EXERCISE OBJECTIVE - Copy the rows, starting at the first one and ending at the row that contains "[722,0,754,56]", with "bumblebee" changed to "honeybee" and nothing else altered. Omit the pictures.

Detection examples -
-=-=-=-=-
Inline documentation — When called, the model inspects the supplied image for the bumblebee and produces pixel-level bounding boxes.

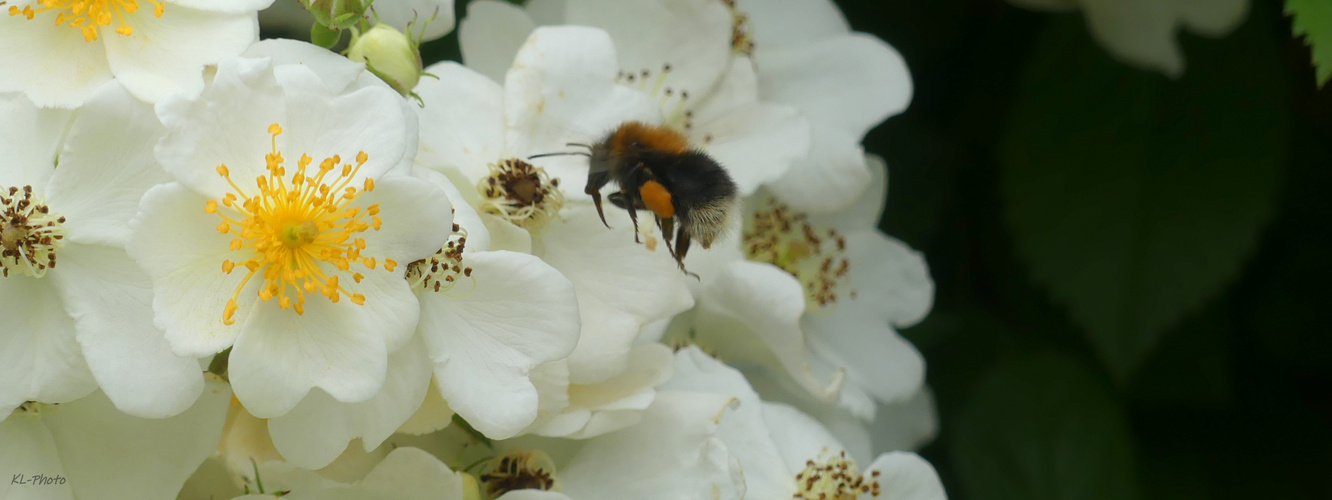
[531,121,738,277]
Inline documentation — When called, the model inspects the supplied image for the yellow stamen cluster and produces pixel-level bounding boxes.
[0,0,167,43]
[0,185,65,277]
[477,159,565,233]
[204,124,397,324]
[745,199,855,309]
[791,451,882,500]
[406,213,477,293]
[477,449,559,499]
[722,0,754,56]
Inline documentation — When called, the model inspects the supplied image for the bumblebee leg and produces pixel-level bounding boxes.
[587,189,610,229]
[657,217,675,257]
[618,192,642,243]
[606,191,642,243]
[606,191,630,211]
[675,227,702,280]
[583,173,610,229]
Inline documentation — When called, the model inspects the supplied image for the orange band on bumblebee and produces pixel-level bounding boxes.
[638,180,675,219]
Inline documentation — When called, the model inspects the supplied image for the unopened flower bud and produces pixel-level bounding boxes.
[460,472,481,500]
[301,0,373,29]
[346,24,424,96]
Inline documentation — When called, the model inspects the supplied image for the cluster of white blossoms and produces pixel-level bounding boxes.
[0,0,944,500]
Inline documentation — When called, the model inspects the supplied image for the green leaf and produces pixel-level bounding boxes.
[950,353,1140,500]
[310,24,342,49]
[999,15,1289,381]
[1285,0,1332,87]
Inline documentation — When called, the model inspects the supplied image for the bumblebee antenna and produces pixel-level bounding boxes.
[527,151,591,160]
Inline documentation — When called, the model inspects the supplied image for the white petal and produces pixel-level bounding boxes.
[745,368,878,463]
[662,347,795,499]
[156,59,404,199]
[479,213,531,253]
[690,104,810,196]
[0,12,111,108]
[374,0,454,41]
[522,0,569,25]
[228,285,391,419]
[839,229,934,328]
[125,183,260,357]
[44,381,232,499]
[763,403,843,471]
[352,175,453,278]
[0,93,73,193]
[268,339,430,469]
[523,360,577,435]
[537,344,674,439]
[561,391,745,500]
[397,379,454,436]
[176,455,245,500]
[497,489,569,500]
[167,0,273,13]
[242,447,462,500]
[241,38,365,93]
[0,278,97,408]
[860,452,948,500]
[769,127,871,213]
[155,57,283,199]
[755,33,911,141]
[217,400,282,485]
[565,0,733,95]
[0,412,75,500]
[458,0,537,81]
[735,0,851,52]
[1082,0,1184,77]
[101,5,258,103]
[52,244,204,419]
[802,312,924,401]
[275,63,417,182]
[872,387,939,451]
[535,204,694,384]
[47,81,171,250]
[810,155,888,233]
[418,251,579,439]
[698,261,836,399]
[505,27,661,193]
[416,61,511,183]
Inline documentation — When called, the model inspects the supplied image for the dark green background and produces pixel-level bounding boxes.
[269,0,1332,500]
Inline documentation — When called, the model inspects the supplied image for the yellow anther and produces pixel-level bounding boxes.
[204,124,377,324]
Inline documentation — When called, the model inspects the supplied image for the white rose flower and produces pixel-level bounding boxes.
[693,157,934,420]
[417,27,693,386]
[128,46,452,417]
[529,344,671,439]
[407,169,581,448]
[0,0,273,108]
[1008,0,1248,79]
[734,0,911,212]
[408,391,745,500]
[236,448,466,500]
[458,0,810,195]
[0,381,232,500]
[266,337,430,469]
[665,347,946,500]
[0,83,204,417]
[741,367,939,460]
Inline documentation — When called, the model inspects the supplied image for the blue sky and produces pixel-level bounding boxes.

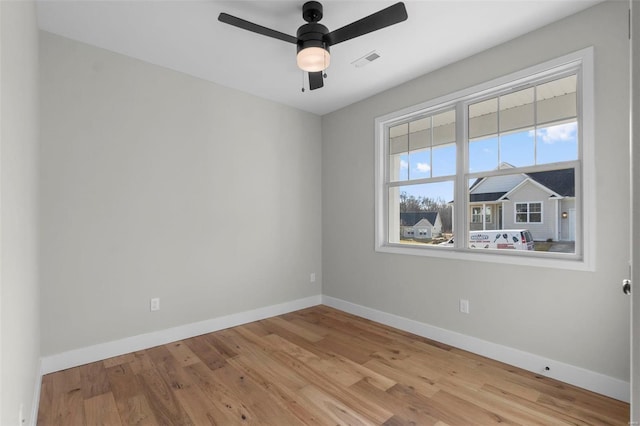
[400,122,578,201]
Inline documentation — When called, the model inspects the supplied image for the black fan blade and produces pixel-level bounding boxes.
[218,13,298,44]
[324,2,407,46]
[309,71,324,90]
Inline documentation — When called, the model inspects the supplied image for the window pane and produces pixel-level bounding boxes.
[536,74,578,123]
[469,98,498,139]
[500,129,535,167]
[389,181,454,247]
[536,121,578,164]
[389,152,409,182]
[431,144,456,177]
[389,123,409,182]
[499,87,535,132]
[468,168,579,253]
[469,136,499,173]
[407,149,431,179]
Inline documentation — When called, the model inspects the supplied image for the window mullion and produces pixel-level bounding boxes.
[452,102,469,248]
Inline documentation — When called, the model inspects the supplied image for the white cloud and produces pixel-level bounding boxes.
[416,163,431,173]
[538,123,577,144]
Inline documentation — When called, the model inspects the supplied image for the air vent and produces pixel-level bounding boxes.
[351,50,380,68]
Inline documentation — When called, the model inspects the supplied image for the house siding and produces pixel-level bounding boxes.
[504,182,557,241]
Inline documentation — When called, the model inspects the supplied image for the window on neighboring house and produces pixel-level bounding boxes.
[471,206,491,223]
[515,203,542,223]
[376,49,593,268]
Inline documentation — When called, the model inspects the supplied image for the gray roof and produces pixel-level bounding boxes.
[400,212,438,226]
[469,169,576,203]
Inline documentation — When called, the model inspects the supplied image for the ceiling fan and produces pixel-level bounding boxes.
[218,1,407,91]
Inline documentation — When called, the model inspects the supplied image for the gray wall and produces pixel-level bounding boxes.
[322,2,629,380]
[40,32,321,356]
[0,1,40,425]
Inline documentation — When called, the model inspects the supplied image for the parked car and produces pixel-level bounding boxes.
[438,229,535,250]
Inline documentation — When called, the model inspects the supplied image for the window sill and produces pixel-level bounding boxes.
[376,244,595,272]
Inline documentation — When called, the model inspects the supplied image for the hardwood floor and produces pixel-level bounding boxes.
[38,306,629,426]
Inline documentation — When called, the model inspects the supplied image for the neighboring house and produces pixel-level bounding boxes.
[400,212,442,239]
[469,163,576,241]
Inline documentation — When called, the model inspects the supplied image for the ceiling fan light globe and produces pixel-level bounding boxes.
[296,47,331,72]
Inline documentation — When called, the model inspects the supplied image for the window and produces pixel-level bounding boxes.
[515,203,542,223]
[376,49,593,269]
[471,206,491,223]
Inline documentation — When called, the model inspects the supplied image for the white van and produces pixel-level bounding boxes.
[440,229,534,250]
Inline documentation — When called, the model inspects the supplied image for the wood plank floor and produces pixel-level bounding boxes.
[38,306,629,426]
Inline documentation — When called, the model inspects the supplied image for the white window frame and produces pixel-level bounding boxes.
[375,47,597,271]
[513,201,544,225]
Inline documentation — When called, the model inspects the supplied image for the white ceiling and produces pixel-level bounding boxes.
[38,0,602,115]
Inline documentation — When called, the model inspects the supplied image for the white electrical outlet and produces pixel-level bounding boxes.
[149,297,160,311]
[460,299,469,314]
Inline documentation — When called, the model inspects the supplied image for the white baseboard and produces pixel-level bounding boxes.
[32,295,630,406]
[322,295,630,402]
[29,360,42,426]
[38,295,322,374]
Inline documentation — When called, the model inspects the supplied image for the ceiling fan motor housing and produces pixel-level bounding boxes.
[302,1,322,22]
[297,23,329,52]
-=-=-=-=-
TASK RESULT -
Inline documentation — When called, the model inspects the supplied image for the honeybee and produces pixel-level bounding boxes.

[531,121,738,277]
Inline documentation — When called, the model inspects the supplied image for the yellow stamen cluster and produces pixel-level bounding boxes.
[0,0,167,43]
[0,185,65,277]
[477,159,565,233]
[204,124,397,324]
[745,199,855,309]
[791,451,882,500]
[406,213,477,293]
[477,449,559,499]
[722,0,754,56]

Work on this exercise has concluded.